Thursday, December 06, 2012

Solid Sports Writing - by Tomlinson, Ballard, Layden, Davis, Price & Miklasz

It may be a lot to include in one post, but I've recently read six pieces of really good sports writing that group into three different reasons for standing out.

The first set of pieces was excellent in that each story more what might typically be expected given the type of writing. "Shattered Dreams" was by Tommy Tomlinson for Sports on Earth and took the concept of a game writeup and went way beyond it. Rather than simply reporting on the Alabama-Georgia SEC title game events and outcome, Tomlinson went into the emotions of the game and included the tremendously insightful quote "Why do sports hold so much power? Not because they’re life and death -- they’re not. But they make us feel life and death, in all its messy glory, in all its numbing agony." These two sentences struck me as a great encapsulation of being a player or passionate fan of a sport.

The second piece that had this same type of unexpected payoff was from Chris Ballard in last week's Sports Illustrated. "Moneyballsy" is a profile of Houston Rockets GM Daryl Morey, but goes beyond a typical profile piece in a few different ways. There's how Ballard shows Morey's analytic approach to assembling a team roster as part of a larger trend towards data analysis in sports and outside (see: political predictions and Nate Silver) as well as a number of interesting anecdotes provided about Morey and his interests. It's just a very revealing look at the guy.

If the first set of stories noted here had more than the type of piece would generally provide, the second set to mention included simply very well written in-depth feature stories. From the same SI issue that had the Morey profile was "Tinker To Evers To Chance ... ... To Me" by Tim Layden. It's a fascinating and detailed look at Johnny Evers, one third of the famous (to baseball enthusiasts) Tinker to Evers to Chance double play combination and also the great uncle of Layden. The story of Evers is an interesting one and combined with the connection to Layden it becomes all the better of a read.

Another feature profile I've seen recently that did an excellent job telling the story of a compelling individual was "Still Richard: Richard Simmons Keeps Grooving at 64" by David Davis. Written for the Longform section on SB Nation, it's a great profile of the extremely emotionally invested in his work fitness advocate.

Final two pieces to mention here are both on college basketball coach Rick Majerus who recently passed away from heart disease. The more personal of the two stories was "Majerus lived his life to help others" from friend and St. Louis Post-Dispatch columnist Bernie Miklasz, but the 2008 Sports Illustrated feature "The Life and Times of Rick Majerus" by S.L. Price is also great writing on an interesting individual.

▶ _Exercises_
(1) From the sports writing post, extract everything from "Thursday, December 06, 2012" down to "for standing out.".
(2) Condense the paragraph of the sports writing post that begins "The second piece that had this same type of unexpected payoff" into a bulleted list of its main facts.
(3) Name every writer whose piece is recommended in the sports writing post.

▶ _Information shown_
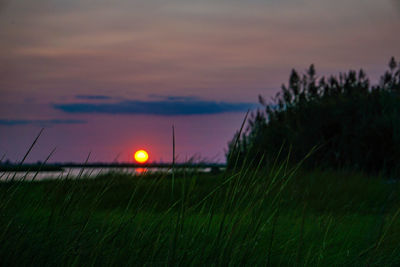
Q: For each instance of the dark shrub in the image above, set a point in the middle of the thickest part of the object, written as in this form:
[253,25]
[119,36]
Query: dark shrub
[350,123]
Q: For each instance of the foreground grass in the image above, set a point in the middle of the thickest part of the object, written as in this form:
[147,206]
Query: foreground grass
[248,217]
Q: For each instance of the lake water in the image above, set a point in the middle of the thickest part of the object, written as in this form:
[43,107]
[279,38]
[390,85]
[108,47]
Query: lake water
[78,172]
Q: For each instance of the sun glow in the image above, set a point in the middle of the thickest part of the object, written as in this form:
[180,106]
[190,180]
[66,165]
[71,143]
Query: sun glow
[141,156]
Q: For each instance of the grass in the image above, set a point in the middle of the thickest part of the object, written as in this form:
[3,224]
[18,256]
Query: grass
[245,217]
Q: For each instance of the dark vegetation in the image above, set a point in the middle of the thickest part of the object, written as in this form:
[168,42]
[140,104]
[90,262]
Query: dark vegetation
[266,210]
[346,121]
[248,217]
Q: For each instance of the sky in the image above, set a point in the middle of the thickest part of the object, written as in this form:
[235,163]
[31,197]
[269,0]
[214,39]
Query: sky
[108,77]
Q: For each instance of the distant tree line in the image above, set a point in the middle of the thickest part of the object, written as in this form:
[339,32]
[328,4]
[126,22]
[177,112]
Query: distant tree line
[349,122]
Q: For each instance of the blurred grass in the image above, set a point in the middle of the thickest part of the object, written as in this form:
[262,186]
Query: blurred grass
[243,217]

▶ _Solutions to the problems_
(1)
Thursday, December 06, 2012

Solid Sports Writing - by Tomlinson, Ballard, Layden, Davis, Price & Miklasz

It may be a lot to include in one post, but I've recently read six pieces of really good sports writing that group into three different reasons for standing out.

(2)
- Piece: "Moneyballsy" by Chris Ballard, in last week's Sports Illustrated
- Subject: a profile of Houston Rockets GM Daryl Morey that goes beyond a typical profile in a few ways
- Shows Morey's analytic approach to assembling a roster as part of a larger trend toward data analysis in sports and outside it (political predictions and Nate Silver)
- Includes a number of interesting anecdotes about Morey and his interests
- Overall, a very revealing look at him

(3)
- Tommy Tomlinson
- Chris Ballard
- Tim Layden
- David Davis
- Bernie Miklasz
- S.L. Price